What you have to do:
In the records below, find the line that holds "Would you mind annotating the plant". Restate it and every later line exactly, stopping at the end and skipping pictures.

#####

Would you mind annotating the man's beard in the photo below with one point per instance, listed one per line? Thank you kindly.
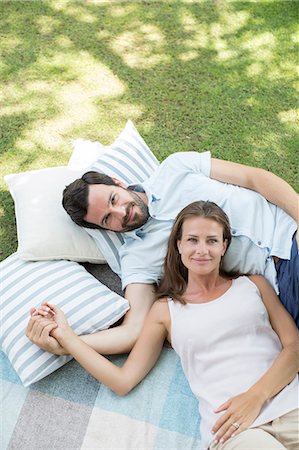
(140, 218)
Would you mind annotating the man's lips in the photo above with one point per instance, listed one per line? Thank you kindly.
(128, 216)
(201, 260)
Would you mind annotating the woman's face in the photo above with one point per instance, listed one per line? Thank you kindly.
(202, 245)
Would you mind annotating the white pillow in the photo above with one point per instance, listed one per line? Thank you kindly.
(130, 160)
(45, 231)
(88, 305)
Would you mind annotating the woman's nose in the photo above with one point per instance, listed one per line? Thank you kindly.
(201, 248)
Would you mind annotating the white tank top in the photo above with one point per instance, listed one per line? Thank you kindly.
(225, 346)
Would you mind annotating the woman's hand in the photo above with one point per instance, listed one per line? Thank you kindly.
(56, 316)
(240, 413)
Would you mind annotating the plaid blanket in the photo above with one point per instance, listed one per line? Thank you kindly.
(70, 410)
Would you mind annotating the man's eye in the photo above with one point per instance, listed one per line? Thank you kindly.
(106, 218)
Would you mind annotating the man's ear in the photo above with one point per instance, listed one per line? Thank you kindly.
(119, 183)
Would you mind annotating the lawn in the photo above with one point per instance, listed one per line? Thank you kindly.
(192, 75)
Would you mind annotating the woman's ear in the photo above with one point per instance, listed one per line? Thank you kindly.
(119, 183)
(224, 247)
(178, 243)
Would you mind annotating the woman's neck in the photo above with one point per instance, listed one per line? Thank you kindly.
(205, 288)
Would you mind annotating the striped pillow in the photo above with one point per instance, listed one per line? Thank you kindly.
(88, 305)
(130, 160)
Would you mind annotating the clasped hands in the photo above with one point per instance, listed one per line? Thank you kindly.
(46, 326)
(240, 413)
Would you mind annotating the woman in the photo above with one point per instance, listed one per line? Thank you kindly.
(237, 344)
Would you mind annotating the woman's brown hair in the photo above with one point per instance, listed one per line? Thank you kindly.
(174, 281)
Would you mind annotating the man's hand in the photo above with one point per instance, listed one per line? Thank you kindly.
(38, 331)
(240, 413)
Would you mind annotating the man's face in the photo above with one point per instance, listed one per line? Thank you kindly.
(116, 208)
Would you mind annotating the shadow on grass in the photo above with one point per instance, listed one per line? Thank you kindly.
(7, 225)
(207, 75)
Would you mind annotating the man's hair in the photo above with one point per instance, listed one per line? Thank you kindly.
(175, 277)
(75, 196)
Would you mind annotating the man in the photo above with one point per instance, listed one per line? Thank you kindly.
(262, 233)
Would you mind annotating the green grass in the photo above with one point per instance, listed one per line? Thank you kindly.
(192, 75)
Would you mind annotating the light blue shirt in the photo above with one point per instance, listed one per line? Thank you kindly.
(259, 228)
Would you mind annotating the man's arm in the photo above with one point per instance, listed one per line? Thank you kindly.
(122, 338)
(116, 340)
(270, 186)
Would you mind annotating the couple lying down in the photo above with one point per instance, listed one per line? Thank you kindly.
(237, 343)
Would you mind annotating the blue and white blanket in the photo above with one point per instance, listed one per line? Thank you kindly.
(70, 410)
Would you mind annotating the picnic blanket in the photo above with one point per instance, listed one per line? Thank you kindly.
(71, 410)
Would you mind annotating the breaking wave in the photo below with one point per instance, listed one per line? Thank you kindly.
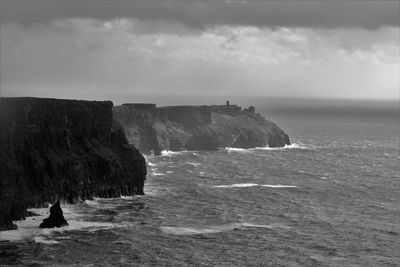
(217, 229)
(252, 185)
(286, 147)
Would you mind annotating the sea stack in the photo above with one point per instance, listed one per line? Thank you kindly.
(56, 218)
(68, 150)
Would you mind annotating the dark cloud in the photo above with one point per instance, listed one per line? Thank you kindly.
(199, 14)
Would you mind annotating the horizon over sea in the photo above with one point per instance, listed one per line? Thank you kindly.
(329, 199)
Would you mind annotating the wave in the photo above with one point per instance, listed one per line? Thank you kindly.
(195, 164)
(252, 185)
(217, 229)
(28, 229)
(286, 147)
(168, 153)
(235, 185)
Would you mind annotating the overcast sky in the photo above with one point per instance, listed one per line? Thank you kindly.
(98, 49)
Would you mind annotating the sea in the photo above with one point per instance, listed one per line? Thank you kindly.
(331, 198)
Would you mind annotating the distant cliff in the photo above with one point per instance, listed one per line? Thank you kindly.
(176, 128)
(62, 149)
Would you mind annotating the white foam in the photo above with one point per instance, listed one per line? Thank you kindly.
(168, 153)
(193, 164)
(29, 229)
(235, 185)
(216, 229)
(198, 231)
(252, 185)
(244, 150)
(41, 239)
(278, 186)
(269, 226)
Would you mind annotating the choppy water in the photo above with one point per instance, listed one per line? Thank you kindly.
(330, 199)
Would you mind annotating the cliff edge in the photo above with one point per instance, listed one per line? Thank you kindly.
(67, 150)
(153, 129)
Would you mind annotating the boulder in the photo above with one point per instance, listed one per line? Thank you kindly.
(56, 218)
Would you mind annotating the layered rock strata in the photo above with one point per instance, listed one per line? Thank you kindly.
(65, 150)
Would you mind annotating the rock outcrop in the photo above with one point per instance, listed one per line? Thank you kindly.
(176, 128)
(56, 218)
(64, 150)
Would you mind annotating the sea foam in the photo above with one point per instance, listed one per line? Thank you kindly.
(286, 147)
(253, 185)
(217, 228)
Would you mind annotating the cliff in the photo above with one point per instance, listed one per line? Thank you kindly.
(176, 128)
(65, 150)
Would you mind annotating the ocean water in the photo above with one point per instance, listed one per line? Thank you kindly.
(332, 198)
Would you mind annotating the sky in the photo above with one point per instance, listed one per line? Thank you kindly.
(133, 50)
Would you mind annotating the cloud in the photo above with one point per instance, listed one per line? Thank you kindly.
(90, 58)
(202, 14)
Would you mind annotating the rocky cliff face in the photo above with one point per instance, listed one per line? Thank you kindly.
(176, 128)
(62, 150)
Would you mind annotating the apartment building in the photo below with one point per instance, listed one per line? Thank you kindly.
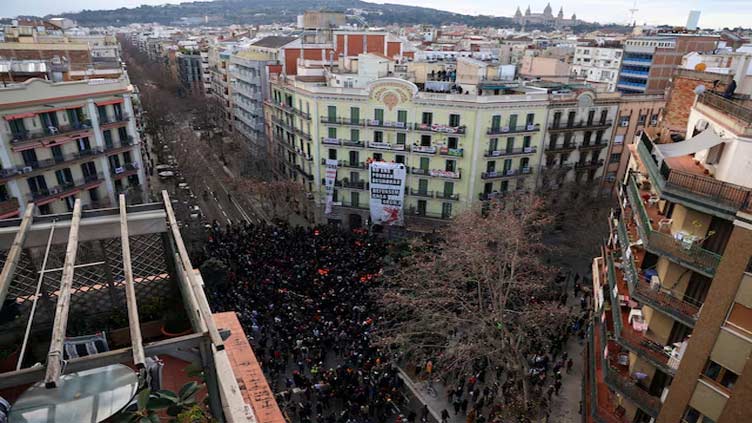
(649, 61)
(459, 148)
(637, 113)
(578, 134)
(598, 65)
(63, 141)
(671, 336)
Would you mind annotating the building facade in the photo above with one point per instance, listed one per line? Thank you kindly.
(671, 336)
(649, 61)
(66, 141)
(598, 65)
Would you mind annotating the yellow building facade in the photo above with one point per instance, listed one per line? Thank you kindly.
(459, 149)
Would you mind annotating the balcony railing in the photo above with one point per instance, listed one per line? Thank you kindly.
(690, 189)
(42, 196)
(570, 126)
(510, 152)
(564, 148)
(444, 129)
(421, 193)
(498, 130)
(628, 388)
(447, 196)
(740, 109)
(663, 300)
(588, 164)
(509, 173)
(52, 131)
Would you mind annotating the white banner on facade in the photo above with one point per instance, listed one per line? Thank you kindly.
(387, 192)
(329, 177)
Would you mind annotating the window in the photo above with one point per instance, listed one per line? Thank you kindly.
(720, 374)
(496, 122)
(402, 116)
(693, 416)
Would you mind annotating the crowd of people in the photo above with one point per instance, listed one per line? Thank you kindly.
(302, 295)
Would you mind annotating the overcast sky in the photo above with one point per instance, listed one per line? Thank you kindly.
(715, 13)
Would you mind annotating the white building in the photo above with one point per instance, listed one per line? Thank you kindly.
(598, 65)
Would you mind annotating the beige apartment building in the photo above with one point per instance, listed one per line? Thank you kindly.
(672, 332)
(62, 141)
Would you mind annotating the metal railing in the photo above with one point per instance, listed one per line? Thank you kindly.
(499, 130)
(680, 183)
(510, 152)
(736, 108)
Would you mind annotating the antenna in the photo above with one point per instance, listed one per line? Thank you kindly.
(632, 13)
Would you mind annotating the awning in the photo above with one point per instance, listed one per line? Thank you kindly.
(702, 141)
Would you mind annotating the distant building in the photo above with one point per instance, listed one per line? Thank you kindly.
(598, 65)
(693, 19)
(546, 18)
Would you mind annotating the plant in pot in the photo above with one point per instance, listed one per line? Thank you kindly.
(9, 356)
(175, 323)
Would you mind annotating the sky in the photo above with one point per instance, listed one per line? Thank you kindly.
(715, 13)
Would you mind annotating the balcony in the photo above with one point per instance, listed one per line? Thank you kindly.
(624, 333)
(359, 185)
(666, 301)
(577, 126)
(588, 165)
(738, 108)
(564, 148)
(342, 121)
(500, 130)
(421, 193)
(22, 138)
(598, 145)
(664, 243)
(125, 170)
(106, 122)
(443, 129)
(423, 149)
(447, 196)
(509, 173)
(61, 191)
(510, 152)
(375, 145)
(8, 207)
(694, 190)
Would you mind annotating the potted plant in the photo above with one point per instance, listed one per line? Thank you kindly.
(175, 323)
(9, 356)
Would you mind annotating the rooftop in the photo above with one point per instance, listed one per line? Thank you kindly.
(91, 291)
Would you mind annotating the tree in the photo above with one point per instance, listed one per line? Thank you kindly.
(478, 298)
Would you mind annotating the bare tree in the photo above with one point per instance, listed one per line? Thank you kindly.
(478, 298)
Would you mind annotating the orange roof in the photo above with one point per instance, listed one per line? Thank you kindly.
(251, 379)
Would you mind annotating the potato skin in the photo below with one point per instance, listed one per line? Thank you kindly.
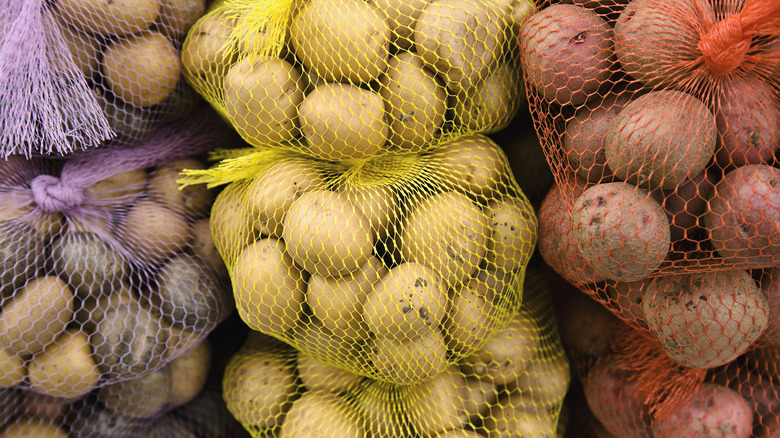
(743, 216)
(706, 319)
(581, 44)
(622, 231)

#####

Exercise response:
Would you mind annotating the plant in pot in the photo above with one point per instance, listed one per line? Thank you kindly.
(9, 356)
(175, 323)
Would you mind annotating the sky in the photo above with one point per instance, listed one per line? Thank you kindly.
(715, 13)
Would you mind annotating the balcony in the photo above with one point per instance, listed one per line? Thank you kindly.
(624, 333)
(359, 185)
(666, 301)
(577, 126)
(588, 165)
(738, 108)
(564, 148)
(342, 121)
(500, 130)
(421, 193)
(22, 138)
(598, 145)
(664, 243)
(125, 170)
(106, 122)
(443, 129)
(423, 149)
(447, 196)
(509, 173)
(61, 191)
(510, 152)
(375, 145)
(8, 207)
(694, 190)
Would you mind annotating the potted plant in the photo above with one point per instance, listed one per line? Thank you kindly.
(175, 323)
(9, 356)
Would you mind annotating the rooftop in the photo above with one point per instance, listed one per line? Thank you kindly.
(91, 291)
Would you mind annotating the tree in the photo above with one point per instance, listed one per line? Thank you kindly.
(478, 298)
Would you mind annotating the bare tree in the photo above with one point per instance, listed one per line? Thank you kindly.
(478, 298)
Would you mind annotating the orange roof in the photo above with one point per instance, listed one per line? Thank you kindly.
(251, 379)
Would you mind annotating the potato skin in the photo below with one point per instance, listed one per line? Thank you kindly.
(743, 216)
(706, 319)
(581, 44)
(622, 231)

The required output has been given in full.